*TEXTO DA PÁGINA*:

^^^^

No próximo dia 10
de dezembro comemora-se o Dia Internacional dos Direitos Humanos. Em 1948, há
exatos 75 anos, foi proclamada a Declaração Universal dos Direitos Humanos
(DUDH) pela Assembleia Geral da ONU, como um “ideal a atingir por todos os
povos e todas as nações” (ONU, 1948). Trata-se, portanto, de um
marco significativo, elaborado no contexto histórico da Segunda Guerra Mundial
e das severas violações ocorridas dentre as quais: o Holocausto (que levou à
morte mais de seis milhões de judeus) e o lançamento de bombas atômicas em
Hiroshima e Nagasaki (cidades Japonesas).
A Declaração
Universal dos Direitos Humanos contempla um extenso rol de direitos, dentre os
quais destacam-se: (i) o direito à liberdade,
igualdade em dignidade e direitos (artigo 1); (ii) o
direito à igualdade e a vedação ao tratamento discriminatório (artigo 2 e
VII); (iii) o direito à à vida, à liberdade e à
segurança pessoal (artigo 3); (iv) a proibição à
escravidão - em todas as suas formas (artigo 4); (v) a
vedação à tortura (artigo 5); (vi) o direito de ser
considerado como “pessoa” perante a lei em todos os lugares (artigo 6), dentre
outros.
Por essa razão, o
documento inspirou a elaboração de Constituições e Leis, em diversos países,
que contemplam os direitos humanos em uma lógica universalista, que atendem a
todos os seres humanos. Entretanto, questiona-se: Os direitos humanos são
universais?

^^^^

*DADOS FORNECIDOS*:
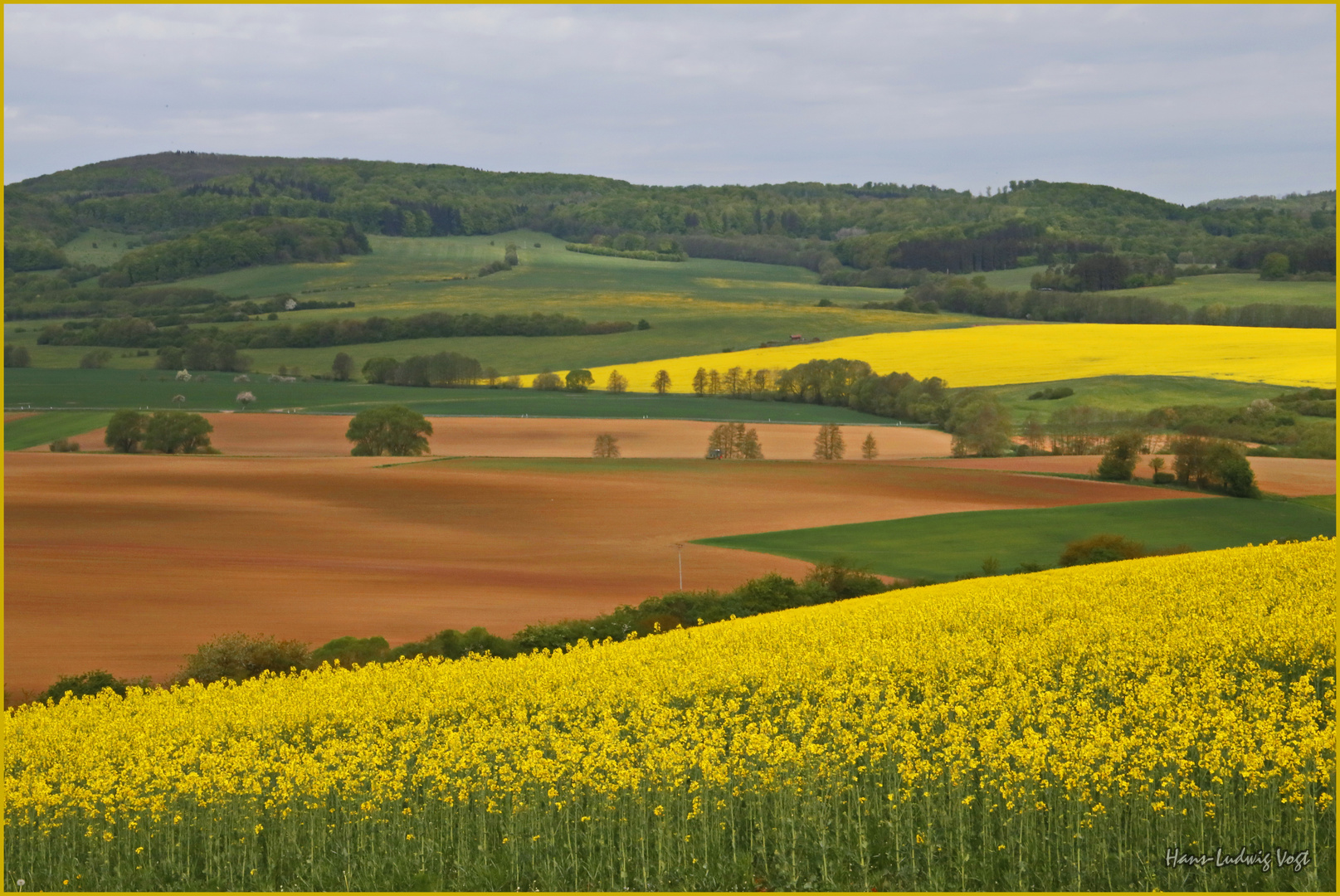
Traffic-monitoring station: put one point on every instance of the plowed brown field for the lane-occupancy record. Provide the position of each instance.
(129, 562)
(1294, 477)
(318, 436)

^^^^

*TAREFA CURTA 1*:
Diga se cada afirmação concorda com o texto sobre a Declaração Universal dos Direitos Humanos, respondendo sim ou não e citando literalmente as palavras do texto que decidem a questão: (a) A declaração foi proclamada pela Assembleia Geral da ONU em 1948. (b) O Holocausto levou à morte menos de um milhão de judeus. (c) A proibição à escravidão consta do artigo 5.
*TAREFA CURTA 2*:
Traduza para o inglês esta frase do texto sobre a Declaração Universal dos Direitos Humanos: "Por essa razão, o documento inspirou a elaboração de Constituições e Leis, em diversos países, que contemplam os direitos humanos em uma lógica universalista, que atendem a todos os seres humanos."
*TAREFA CURTA 3*:
Prolongue o texto sobre a Declaração Universal dos Direitos Humanos a partir do ponto em que ele termina.

*RESULTADO 1*:
(a) Sim: "Em 1948, há exatos 75 anos, foi proclamada a Declaração Universal dos Direitos Humanos (DUDH) pela Assembleia Geral da ONU"
(b) Não: "que levou à morte mais de seis milhões de judeus"
(c) Não: "a proibição à escravidão - em todas as suas formas (artigo 4)"

*RESULTADO 2*:
For this reason, the document inspired the drafting of Constitutions and Laws in various countries that encompass human rights within a universalist logic and serve all human beings.

*RESULTADO 3*:
Os
“Direitos Universais”
Conforme
mencionado anteriormente, a Declaração Universal dos Direitos Humanos pautou-se
em uma abordagem “universal” dos direitos humanos, que seriam inerentes a todos
os seres humanos independente da sua cor, gênero, religião, classe social,
nacionalidade, dentre outros. Trata-se, portanto, da visão tradicional sobre o
tema, relacionada a um viés jusnaturalista (que compreende os direitos humanos
como inerentes à essência humana) e juspositivista (que compreende que os direitos
humanos advém das previsões legais - no âmbito nacional ou internacional -
Constituição, Leis e Tratados Internacionais).
Ocorre que, para
alguns estudiosos sobre o tema, a visão tradicional e universalista passou a
não ser suficiente. Isso porque, além de apresentar-se como “utópica”, ainda
inobserva a complexidade da implementação dos direitos humanos.
Conforme a “Teoria
Crítica dos Direitos Humanos” (cujo principal autor é Joaquín Herrera
Flores), os direitos humanos não podem ser confundidos com os direitos
positivados, uma vez que a “maioria da população mundial não pode exercê-los
por falta de condições materiais para isso” (FLORES, p. 27).
Nas palavras do
referido autor a principal tensão não é transformar um direito em um direito
humano, mas transformar um direito humano em direito, bem como promover a “melhor
implantação e efetividade aos direitos humanos” (FLORES, 27). Isso
significa: proporcionar a concretização dos direitos e garantias por meio das
práticas sociais, do exercício efetivo dos direitos.
Avanços
na implementação dos direitos humanos no Brasil
Os direitos
humanos podem ser definidos como o “conjunto de lutas pela dignidade”,
cujos resultados serão alçados por meio de normas e políticas públicas
adequadas, capazes de proporcionar a compreensão e aplicação por meio dos
contextos históricos concretos, tal como uma produção cultural (FLORES, 34).
Nesse sentido, os avanços sobre a implementação dos direitos humanos, pelos
diversos países, são notórios.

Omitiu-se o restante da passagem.